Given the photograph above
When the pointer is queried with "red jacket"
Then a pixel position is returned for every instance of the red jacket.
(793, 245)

---+---

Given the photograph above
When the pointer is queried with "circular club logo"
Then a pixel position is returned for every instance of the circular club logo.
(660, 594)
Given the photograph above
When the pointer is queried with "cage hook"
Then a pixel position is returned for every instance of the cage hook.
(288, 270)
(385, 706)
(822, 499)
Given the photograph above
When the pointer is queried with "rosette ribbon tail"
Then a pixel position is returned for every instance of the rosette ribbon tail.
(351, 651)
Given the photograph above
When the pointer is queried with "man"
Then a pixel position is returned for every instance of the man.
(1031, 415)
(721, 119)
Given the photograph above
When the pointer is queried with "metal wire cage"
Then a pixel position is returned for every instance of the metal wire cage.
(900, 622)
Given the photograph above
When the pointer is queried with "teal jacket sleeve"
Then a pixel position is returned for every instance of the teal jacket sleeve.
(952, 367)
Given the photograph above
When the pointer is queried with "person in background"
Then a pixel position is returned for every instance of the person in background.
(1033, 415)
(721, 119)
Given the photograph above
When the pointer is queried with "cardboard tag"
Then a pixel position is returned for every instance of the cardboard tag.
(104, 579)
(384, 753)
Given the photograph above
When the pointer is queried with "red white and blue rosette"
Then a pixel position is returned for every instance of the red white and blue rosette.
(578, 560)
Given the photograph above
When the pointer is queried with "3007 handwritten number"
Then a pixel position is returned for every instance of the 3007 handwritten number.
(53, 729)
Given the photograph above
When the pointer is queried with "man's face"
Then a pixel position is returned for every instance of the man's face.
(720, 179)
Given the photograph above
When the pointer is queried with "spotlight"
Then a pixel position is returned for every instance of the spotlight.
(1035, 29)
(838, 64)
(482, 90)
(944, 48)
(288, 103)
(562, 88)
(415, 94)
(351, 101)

---+---

Task description:
Show every line of the rows above that contains the word "logo".

Right answer:
When the pointer is queried with "circular club logo"
Then a pixel position is returned for every instance of the circular club logo.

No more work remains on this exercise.